[Pointing and labeling entries]
'''

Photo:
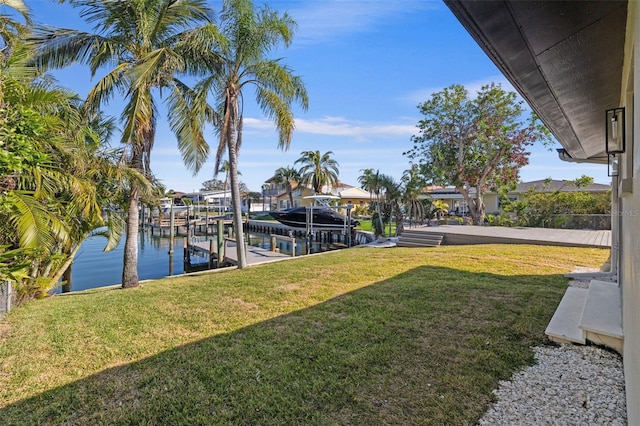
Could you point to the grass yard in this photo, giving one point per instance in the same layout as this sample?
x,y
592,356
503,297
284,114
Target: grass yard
x,y
362,336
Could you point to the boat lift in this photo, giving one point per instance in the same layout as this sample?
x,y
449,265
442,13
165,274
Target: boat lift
x,y
323,201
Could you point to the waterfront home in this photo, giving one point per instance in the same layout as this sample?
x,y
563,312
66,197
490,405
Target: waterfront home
x,y
577,64
493,201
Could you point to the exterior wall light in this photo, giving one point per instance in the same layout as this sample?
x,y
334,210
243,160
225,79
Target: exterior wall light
x,y
615,131
612,165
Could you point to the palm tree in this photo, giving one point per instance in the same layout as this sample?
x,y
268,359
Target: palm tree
x,y
285,176
246,36
224,167
413,186
12,32
145,45
52,195
318,169
372,181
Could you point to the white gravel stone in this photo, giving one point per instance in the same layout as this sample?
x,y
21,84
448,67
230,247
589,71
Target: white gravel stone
x,y
569,385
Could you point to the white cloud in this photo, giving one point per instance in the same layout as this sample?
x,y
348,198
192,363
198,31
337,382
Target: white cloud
x,y
339,126
423,94
325,21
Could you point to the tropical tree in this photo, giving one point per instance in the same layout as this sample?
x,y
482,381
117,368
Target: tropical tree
x,y
247,35
145,46
318,169
372,181
286,176
413,186
391,206
474,144
56,177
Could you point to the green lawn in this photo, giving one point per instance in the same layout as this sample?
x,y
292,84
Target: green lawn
x,y
362,336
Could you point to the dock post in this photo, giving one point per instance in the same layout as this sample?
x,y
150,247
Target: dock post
x,y
186,257
211,253
172,220
220,238
206,221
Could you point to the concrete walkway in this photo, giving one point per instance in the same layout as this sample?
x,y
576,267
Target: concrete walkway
x,y
464,234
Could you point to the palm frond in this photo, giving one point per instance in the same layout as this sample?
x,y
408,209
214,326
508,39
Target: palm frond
x,y
33,222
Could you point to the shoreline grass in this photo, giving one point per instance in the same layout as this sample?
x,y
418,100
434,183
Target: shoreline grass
x,y
364,336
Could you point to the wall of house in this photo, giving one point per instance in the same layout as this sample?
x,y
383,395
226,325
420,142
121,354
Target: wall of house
x,y
629,276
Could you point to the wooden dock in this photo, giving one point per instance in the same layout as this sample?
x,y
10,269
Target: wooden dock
x,y
464,234
255,255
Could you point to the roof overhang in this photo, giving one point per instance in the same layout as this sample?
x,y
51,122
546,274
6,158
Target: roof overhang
x,y
564,57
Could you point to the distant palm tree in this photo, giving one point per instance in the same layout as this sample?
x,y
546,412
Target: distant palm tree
x,y
285,176
12,32
246,35
146,44
318,169
413,186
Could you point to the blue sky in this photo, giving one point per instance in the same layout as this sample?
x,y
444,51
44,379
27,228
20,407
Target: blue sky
x,y
367,64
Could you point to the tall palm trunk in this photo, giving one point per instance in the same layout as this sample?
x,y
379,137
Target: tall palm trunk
x,y
130,267
235,185
290,191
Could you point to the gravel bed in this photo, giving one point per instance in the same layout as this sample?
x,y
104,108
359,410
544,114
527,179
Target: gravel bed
x,y
569,385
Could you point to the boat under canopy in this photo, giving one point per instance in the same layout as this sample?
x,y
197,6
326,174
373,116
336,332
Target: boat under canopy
x,y
321,217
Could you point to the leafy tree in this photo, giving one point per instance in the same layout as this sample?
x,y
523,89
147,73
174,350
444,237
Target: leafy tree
x,y
213,185
373,181
286,176
56,176
391,207
413,187
474,144
239,60
12,31
318,169
145,45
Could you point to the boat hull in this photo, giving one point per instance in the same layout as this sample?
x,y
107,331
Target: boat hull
x,y
322,218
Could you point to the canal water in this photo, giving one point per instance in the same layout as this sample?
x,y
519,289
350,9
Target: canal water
x,y
94,268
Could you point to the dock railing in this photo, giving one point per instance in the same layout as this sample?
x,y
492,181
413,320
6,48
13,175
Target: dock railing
x,y
275,237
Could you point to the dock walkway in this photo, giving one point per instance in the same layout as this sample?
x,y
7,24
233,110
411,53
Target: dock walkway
x,y
464,234
255,255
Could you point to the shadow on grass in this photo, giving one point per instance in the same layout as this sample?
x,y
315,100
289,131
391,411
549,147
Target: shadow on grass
x,y
426,347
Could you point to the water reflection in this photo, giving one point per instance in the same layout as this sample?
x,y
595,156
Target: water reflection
x,y
94,268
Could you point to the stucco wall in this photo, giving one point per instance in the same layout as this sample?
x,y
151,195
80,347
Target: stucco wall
x,y
629,277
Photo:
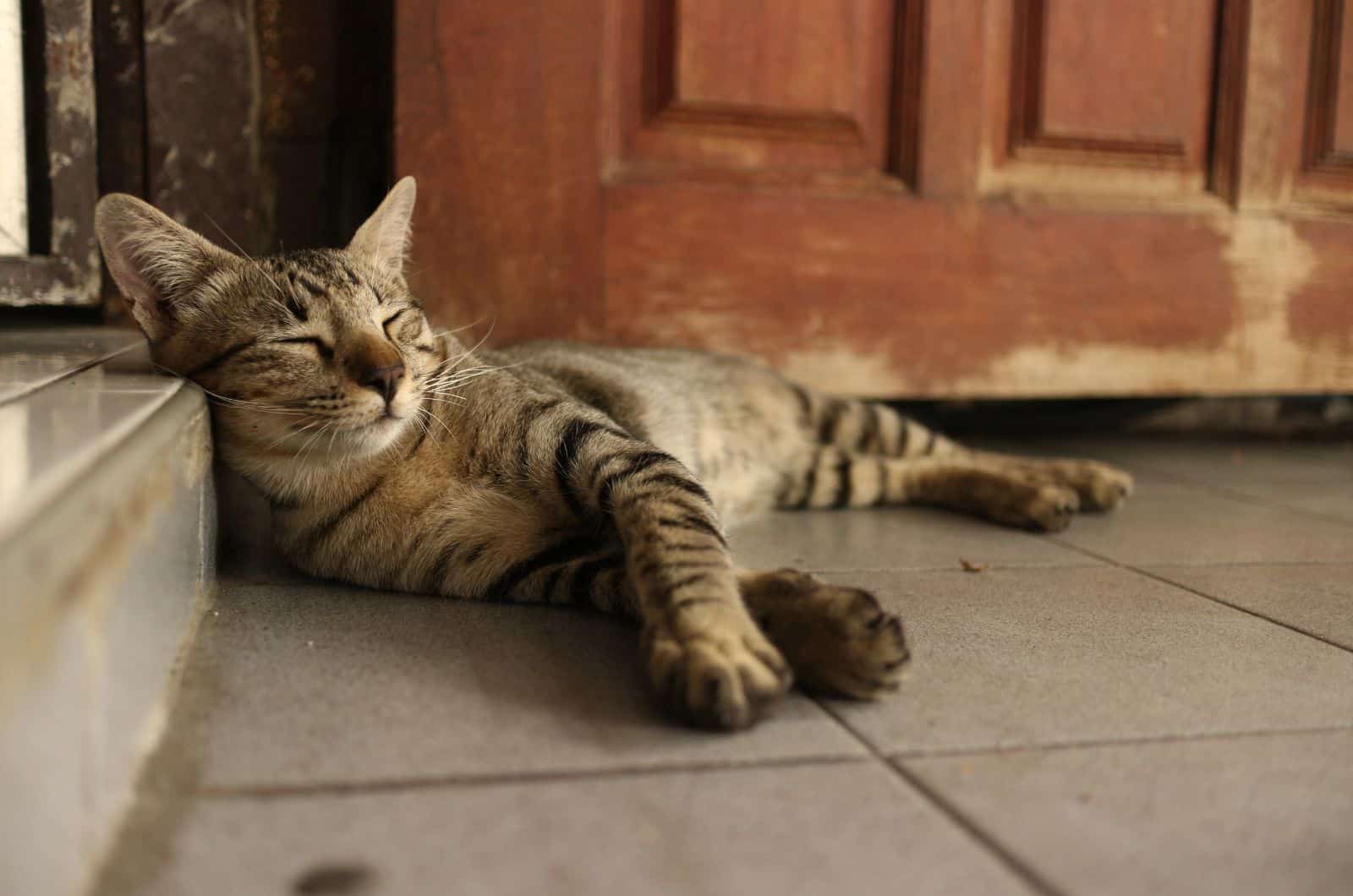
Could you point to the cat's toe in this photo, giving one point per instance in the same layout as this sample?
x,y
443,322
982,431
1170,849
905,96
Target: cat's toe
x,y
717,680
1107,489
1052,508
841,641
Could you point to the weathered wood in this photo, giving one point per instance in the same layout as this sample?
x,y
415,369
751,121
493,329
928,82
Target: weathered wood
x,y
497,114
876,297
978,198
202,119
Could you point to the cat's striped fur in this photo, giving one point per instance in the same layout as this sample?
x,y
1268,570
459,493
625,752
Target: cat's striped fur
x,y
398,458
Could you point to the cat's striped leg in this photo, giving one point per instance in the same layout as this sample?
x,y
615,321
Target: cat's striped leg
x,y
872,428
835,478
838,641
707,657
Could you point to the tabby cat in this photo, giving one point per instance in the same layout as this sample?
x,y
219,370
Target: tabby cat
x,y
397,458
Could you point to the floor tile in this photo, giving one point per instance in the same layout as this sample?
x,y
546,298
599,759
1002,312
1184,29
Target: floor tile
x,y
824,828
1183,524
301,686
1228,817
890,539
31,358
1312,598
1011,658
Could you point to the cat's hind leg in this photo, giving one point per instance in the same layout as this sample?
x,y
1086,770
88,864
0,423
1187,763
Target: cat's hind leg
x,y
838,641
972,484
865,428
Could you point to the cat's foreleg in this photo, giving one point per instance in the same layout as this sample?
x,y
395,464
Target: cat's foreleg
x,y
705,654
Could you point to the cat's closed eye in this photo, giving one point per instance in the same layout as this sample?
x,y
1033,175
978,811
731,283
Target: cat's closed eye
x,y
322,347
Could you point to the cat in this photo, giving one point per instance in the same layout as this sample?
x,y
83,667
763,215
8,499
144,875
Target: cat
x,y
396,456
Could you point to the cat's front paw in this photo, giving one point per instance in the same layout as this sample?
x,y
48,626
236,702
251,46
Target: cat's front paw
x,y
723,675
839,641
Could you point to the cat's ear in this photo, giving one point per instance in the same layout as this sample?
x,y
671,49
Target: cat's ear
x,y
156,261
385,236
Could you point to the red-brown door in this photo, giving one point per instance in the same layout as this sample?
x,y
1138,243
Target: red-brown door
x,y
897,196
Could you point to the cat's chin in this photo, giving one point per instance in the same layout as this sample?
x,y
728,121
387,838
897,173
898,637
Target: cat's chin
x,y
375,436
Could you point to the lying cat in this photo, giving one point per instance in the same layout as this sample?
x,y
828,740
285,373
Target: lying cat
x,y
397,458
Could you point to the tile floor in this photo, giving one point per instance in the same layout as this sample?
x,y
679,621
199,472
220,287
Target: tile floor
x,y
1157,702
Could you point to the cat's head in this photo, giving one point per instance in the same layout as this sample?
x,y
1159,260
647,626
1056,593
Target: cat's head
x,y
322,351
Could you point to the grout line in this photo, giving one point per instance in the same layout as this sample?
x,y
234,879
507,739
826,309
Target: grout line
x,y
956,753
1211,597
398,785
1005,855
1241,497
1222,565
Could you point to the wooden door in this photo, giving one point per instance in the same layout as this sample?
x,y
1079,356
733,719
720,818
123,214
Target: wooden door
x,y
974,198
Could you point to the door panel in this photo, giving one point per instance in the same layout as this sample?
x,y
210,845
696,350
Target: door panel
x,y
1093,98
1328,150
897,196
754,87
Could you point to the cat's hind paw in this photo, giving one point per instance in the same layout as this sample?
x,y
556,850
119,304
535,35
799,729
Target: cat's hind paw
x,y
839,641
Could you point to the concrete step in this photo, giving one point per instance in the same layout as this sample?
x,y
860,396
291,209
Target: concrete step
x,y
107,560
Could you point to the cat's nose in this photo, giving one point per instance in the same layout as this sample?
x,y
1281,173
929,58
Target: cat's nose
x,y
383,380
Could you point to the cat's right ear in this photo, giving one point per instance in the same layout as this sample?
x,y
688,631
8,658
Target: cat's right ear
x,y
156,261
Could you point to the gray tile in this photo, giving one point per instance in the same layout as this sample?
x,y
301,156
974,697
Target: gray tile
x,y
1183,524
788,830
1312,598
890,539
297,686
1041,657
33,358
1228,817
44,776
1314,478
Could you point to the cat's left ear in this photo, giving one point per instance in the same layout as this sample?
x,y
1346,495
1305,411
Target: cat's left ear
x,y
385,236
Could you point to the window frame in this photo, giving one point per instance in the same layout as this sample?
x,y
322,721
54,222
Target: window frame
x,y
63,267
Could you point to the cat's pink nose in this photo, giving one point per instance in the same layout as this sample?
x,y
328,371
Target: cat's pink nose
x,y
383,380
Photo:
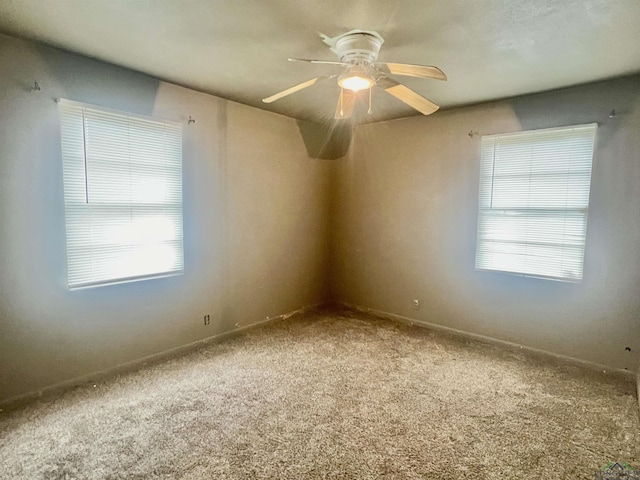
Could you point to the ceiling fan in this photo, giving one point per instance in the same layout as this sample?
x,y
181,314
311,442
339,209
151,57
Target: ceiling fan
x,y
357,52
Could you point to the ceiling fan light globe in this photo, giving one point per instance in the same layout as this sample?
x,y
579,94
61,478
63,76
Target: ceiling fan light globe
x,y
355,83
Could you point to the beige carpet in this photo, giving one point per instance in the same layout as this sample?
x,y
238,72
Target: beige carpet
x,y
332,394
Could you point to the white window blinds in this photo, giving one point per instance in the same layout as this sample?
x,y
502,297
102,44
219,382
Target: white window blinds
x,y
534,196
123,195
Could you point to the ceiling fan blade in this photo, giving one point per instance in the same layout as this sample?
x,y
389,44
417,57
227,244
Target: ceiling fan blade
x,y
346,102
406,95
294,89
421,71
325,62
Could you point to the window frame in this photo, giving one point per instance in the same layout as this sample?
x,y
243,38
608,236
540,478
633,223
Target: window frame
x,y
484,257
84,210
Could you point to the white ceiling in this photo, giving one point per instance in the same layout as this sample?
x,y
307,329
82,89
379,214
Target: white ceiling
x,y
238,49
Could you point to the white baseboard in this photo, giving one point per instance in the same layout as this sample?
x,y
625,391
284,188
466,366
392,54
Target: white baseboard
x,y
618,372
57,388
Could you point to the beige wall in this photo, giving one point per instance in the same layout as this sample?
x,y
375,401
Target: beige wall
x,y
405,210
255,224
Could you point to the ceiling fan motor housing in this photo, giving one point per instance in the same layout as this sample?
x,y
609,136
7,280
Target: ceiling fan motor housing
x,y
355,48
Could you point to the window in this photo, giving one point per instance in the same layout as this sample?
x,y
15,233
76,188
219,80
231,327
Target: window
x,y
123,195
534,196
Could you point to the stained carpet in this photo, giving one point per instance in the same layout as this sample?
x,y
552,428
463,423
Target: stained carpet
x,y
331,394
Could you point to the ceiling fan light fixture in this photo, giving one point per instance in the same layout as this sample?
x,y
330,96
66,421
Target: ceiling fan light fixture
x,y
355,82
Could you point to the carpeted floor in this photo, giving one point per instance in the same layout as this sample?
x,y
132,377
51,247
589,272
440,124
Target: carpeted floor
x,y
331,394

'''

__Stated exercise__: The required output is the span of lines from the one containing "Could you point to the white ceiling" to the last line, reproduced character for character.

__Result for this task__:
Could you point to the white ceiling in this photo, giving one point per instance in the same layout as this sample?
x,y
307,329
82,89
379,214
Target: white ceiling
x,y
238,49
Could you point to the white baseboard in this photo, giving one point per instance in the same layout as this sample?
x,y
625,391
284,188
466,366
392,54
Target: white baseboard
x,y
618,372
57,388
Could you point to the beige wall in this photo, giving one point per instance in the same layout as this sample?
x,y
375,401
Target: beige wall
x,y
405,210
255,224
Could you point to the ceiling fan motor housing in this photo, giving one point per instance in the same layout as this sample?
x,y
609,136
7,280
Target: ceiling fan motor housing
x,y
355,48
Could you point to the window in this photo, giving one point per instance in the same layout as this sample?
x,y
15,233
76,188
219,80
231,327
Target: window
x,y
123,195
534,196
Could you point to the stained carpet in this photo, giving one point per instance in the same layout as this sample?
x,y
552,428
463,423
Target: stained carpet
x,y
331,394
Could you point to the ceiling fan light fixture in this photo, giving one point per instance in the same layout as this sample?
x,y
330,96
66,421
Target: ceiling fan light fixture
x,y
355,82
Could you point to the carpeted floor in this photo, giving one point per instance in the same layout as this sample?
x,y
132,377
51,247
589,272
440,124
Target: carpeted floor
x,y
331,394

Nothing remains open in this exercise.